> Work required
From the line containing "Step 1: review the image. Step 2: locate bright" through the last line of the entries, output the text exactly. Pictures stay out.

> Record excerpts
BEGIN

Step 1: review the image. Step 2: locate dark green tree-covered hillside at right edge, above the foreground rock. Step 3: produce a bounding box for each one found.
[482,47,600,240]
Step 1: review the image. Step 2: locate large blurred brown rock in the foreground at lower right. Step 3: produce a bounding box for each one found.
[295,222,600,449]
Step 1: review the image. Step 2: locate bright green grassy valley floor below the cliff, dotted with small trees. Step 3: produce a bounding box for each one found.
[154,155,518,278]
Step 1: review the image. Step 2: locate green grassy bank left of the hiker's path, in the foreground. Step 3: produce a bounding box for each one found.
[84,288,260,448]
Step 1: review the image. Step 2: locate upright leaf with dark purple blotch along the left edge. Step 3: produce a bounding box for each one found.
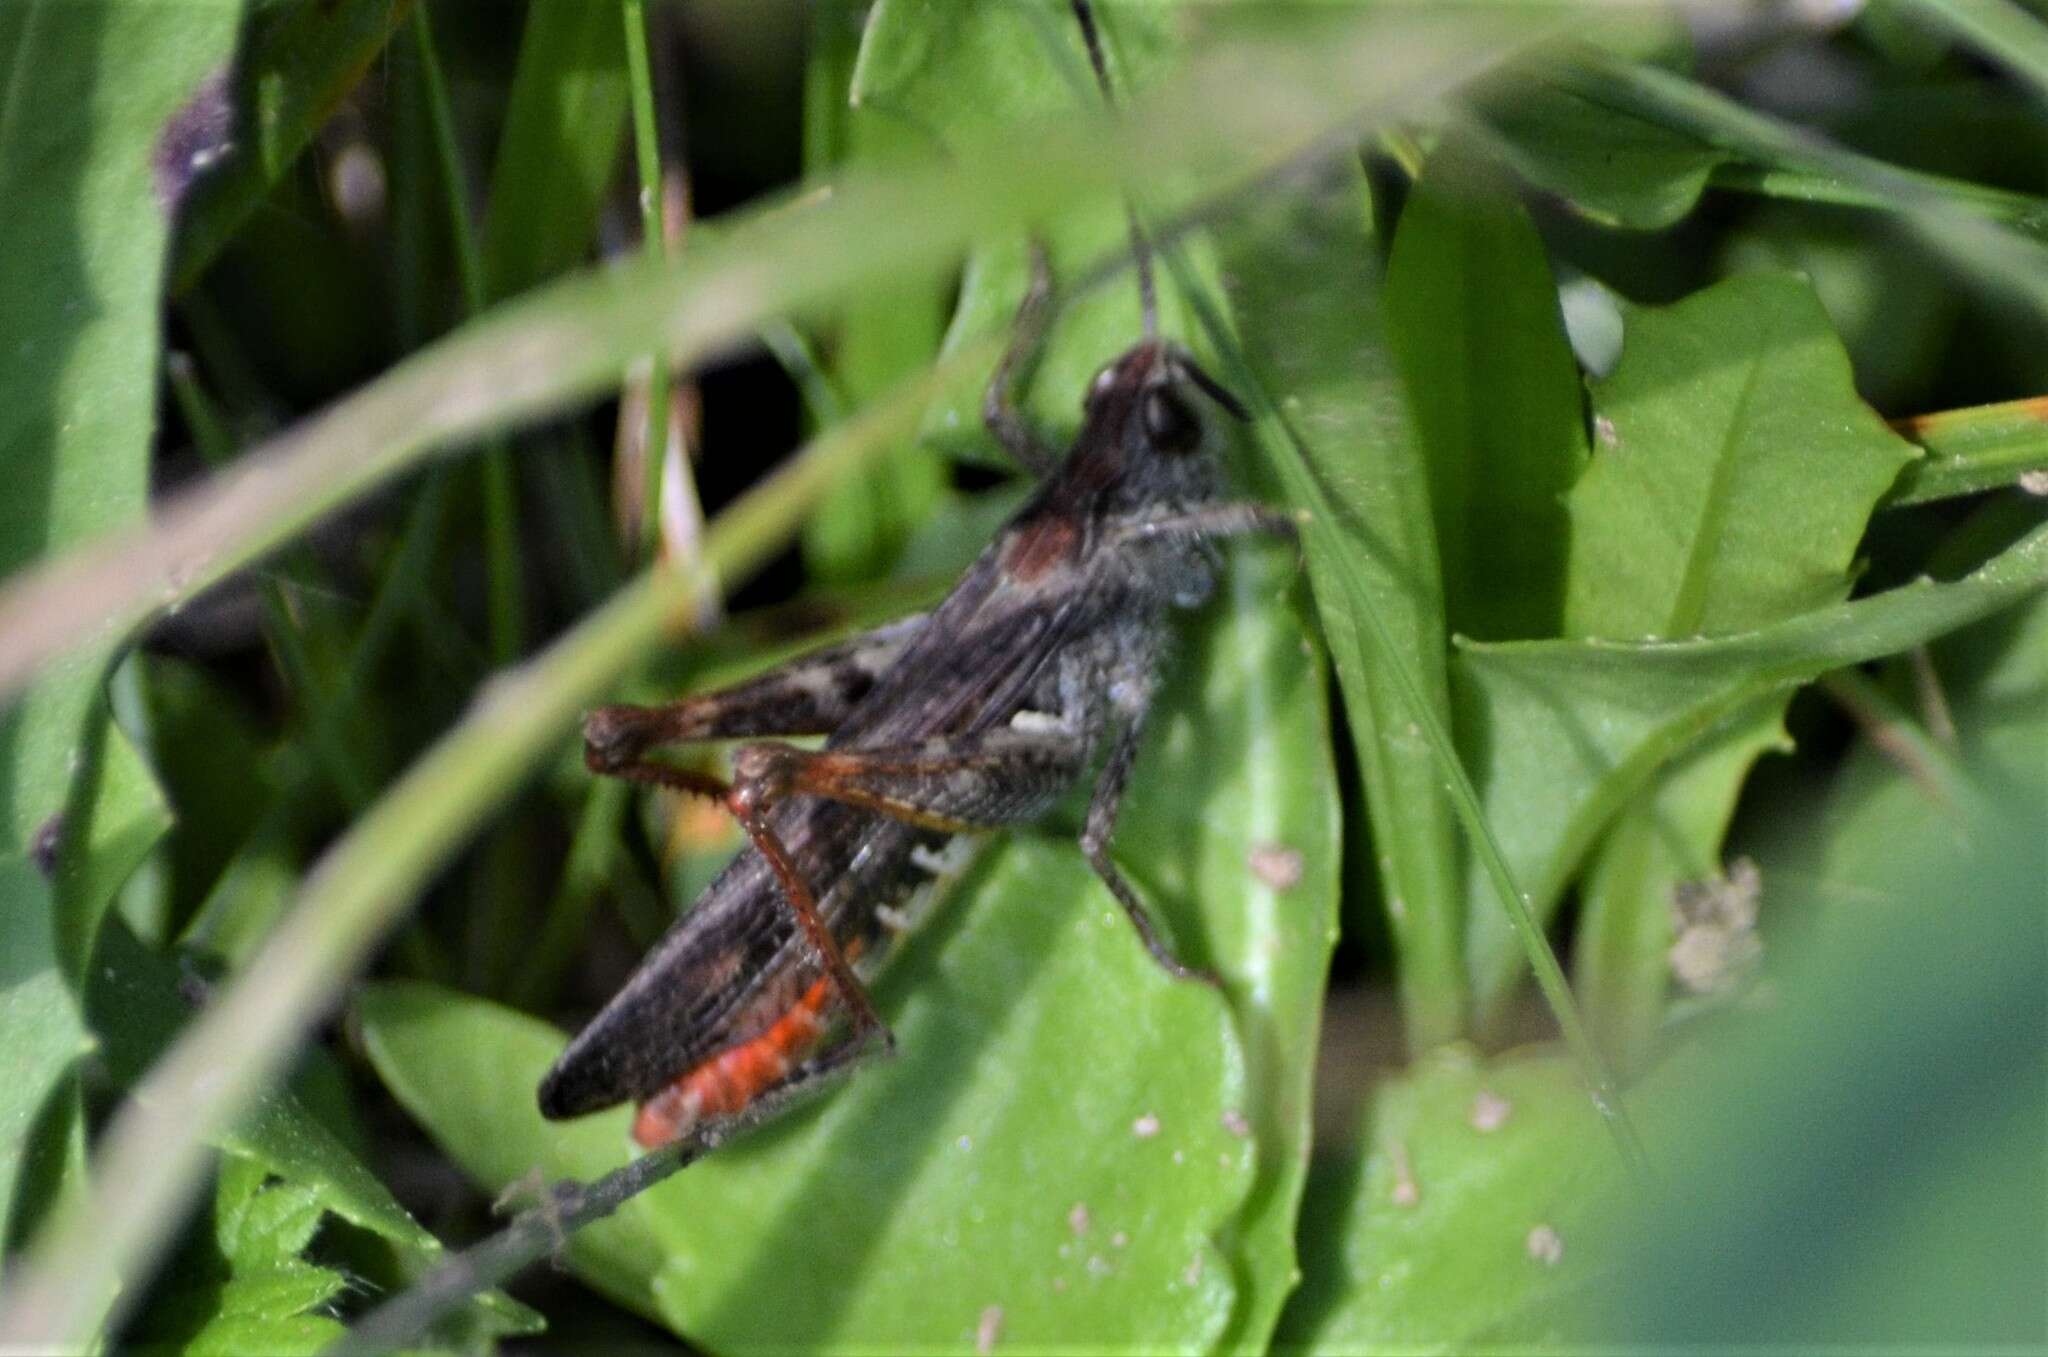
[0,0,236,933]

END

> Exercise result
Step 1: review the image. Step 2: locate bright green grassy valley floor below the cliff, dotted with small trees. Step 3: produce a bounding box for each one found.
[154,155,518,278]
Step 1: review the image. Step 2: locate green grassy bank left of the hiker's path, in the foreground. Step 3: produce a bounding box for each one found.
[84,288,260,448]
Step 1: review the image. Step 2: locate upright leaf with dark purple blotch along the left edge. Step 3: produce a bounding box for each one found.
[0,0,236,933]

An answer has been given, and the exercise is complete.